[DATASET EXCERPTS]
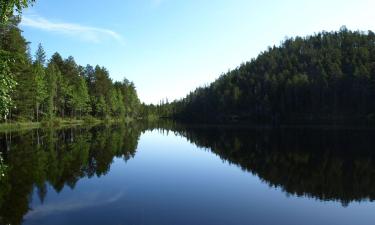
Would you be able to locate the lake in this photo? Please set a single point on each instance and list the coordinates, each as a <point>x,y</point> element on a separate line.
<point>170,174</point>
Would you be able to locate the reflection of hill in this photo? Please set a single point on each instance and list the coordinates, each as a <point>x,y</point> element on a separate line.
<point>323,164</point>
<point>57,158</point>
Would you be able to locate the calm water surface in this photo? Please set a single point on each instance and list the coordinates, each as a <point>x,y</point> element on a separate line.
<point>171,174</point>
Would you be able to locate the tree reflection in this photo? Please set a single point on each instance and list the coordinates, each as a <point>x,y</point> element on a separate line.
<point>59,159</point>
<point>326,164</point>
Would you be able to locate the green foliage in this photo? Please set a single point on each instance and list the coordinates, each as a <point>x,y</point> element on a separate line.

[TASK PROMPT]
Return all of the data exactly as written, and drop the pictures.

[WRITTEN REPLY]
Would you be able to locate the lake in this photo? Please set a single point on each instance and list the coordinates, each as a <point>x,y</point> element on a separate line.
<point>170,174</point>
Would you be able to locate the reflection of hill in this photo? Please set a single point on each instance and list the coordinates, each as a <point>x,y</point> element on a separate line.
<point>323,164</point>
<point>57,158</point>
Would you be able to locate the calm water surface in this photo? Please set a single point on each instance and list the coordinates, each as a <point>x,y</point> element on a separate line.
<point>171,174</point>
Would you be able to locate the tree reflection in this photo? Please set a single point on each instance and list the coordinates, each as a <point>x,y</point> element on a separate line.
<point>59,159</point>
<point>326,164</point>
Would you be able to locate the green foliage in this photo? Please set a single point on each instance and list the coordinates, each as a <point>x,y</point> element on a separate line.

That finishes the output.